▸ Instructions to follow: Update the material below by replacing every occurrence of "innermost point" with "central point", leaving everything else unchanged.
^^^^
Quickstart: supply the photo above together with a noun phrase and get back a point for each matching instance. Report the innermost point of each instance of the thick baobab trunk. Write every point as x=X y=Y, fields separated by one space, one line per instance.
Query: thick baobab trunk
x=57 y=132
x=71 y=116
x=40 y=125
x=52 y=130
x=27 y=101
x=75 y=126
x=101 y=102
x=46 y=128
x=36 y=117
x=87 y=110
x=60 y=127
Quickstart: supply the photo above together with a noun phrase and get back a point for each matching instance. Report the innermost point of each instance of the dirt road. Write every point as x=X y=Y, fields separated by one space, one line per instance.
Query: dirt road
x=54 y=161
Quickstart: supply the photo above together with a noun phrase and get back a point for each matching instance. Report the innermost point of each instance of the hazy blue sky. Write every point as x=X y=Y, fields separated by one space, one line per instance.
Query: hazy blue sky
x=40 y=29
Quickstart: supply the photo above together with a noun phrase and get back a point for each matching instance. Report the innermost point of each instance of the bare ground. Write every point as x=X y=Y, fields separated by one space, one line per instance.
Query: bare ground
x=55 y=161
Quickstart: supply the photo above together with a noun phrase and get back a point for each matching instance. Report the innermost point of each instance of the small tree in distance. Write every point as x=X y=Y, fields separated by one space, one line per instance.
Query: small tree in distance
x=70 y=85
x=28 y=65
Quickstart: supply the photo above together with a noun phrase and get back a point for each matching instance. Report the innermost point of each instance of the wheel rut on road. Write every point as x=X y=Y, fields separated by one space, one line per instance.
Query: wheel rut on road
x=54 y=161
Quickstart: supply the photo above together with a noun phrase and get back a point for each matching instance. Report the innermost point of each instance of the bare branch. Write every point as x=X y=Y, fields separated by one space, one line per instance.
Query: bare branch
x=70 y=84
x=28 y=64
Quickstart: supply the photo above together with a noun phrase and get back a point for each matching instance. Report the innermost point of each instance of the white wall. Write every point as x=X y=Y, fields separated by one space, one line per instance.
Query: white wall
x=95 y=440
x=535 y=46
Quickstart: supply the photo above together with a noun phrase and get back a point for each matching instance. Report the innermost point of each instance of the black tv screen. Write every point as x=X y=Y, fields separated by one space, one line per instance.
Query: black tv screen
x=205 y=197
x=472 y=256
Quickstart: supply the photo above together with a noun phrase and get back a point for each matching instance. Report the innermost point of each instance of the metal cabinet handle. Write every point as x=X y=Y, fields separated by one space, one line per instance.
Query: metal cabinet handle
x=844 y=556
^^^^
▸ Expected output:
Quickstart: supply the photo above together with a noun phrase and get back a point for each matching instance. Report the central point of each instance of the thick baobab trunk. Write every point as x=X y=Y, fields separated by one space, one line per instance.
Query: thick baobab trunk
x=57 y=132
x=71 y=116
x=40 y=125
x=52 y=130
x=27 y=101
x=75 y=126
x=101 y=102
x=46 y=128
x=36 y=117
x=87 y=110
x=60 y=127
Quickstart: supply the photo above together with a noun phrase and get back a point for each matching instance. Report the central point of each instance of the dirt road. Write every point as x=X y=Y, fields separated by one space, one line per instance.
Query: dirt road
x=54 y=161
Quickstart: supply the photo above together with a noun phrase and get back a point for each matching instance. Report the central point of each instance of the hazy blue sky. Write every point as x=X y=Y, fields separated by one space, one line per instance.
Query: hazy blue sky
x=40 y=29
Quickstart: supply the photo above together with a noun phrase and get back a point for each matching instance. Report the central point of each instance of the bare ground. Write every point as x=X y=Y, fields separated by one space, one line per instance.
Query: bare ground
x=55 y=161
Quickstart: supply the photo above together with a noun phrase and get back a point for each matching instance. Report the central point of each instance of the small tree in distance. Write every point as x=X y=Y, fields separated by one space, one line per instance.
Query: small tree in distance
x=70 y=85
x=28 y=65
Quickstart: supply the photo above together with a noun phrase and get back a point for each matching instance. Report the central point of each instance of the wheel rut on road. Write every point as x=X y=Y, fields separated by one space, one line per instance.
Query: wheel rut on road
x=54 y=161
Quickstart: supply the photo above together with a noun phrase and get back a point for each matching instance. Report the central point of each instance of the bare branch. Write every point as x=X y=Y, fields separated by one space, one line per instance.
Query: bare branch
x=70 y=84
x=28 y=64
Quickstart: supply the photo above together with a noun phrase and get back a point for each matching instance. Report the central point of each instance of the white wall. Write every point as x=X y=Y, fields separated by one space, one line per instance.
Query: white wall
x=95 y=440
x=535 y=46
Quickstart: supply the photo above together with a noun phrase and get back a point for each matching instance. Report the central point of each instance of the black tv screen. Write every point as x=X y=Y, fields separated by one space, one line per instance.
Query: black tv screen
x=205 y=197
x=472 y=256
Quickstart: supply the photo above together with a noun phrase and get back a point for each matching instance. Report the central point of each instance of the metal cabinet handle. Write every point as x=X y=Y, fields separated by one space, one line per instance.
Query: metal cabinet handle
x=844 y=556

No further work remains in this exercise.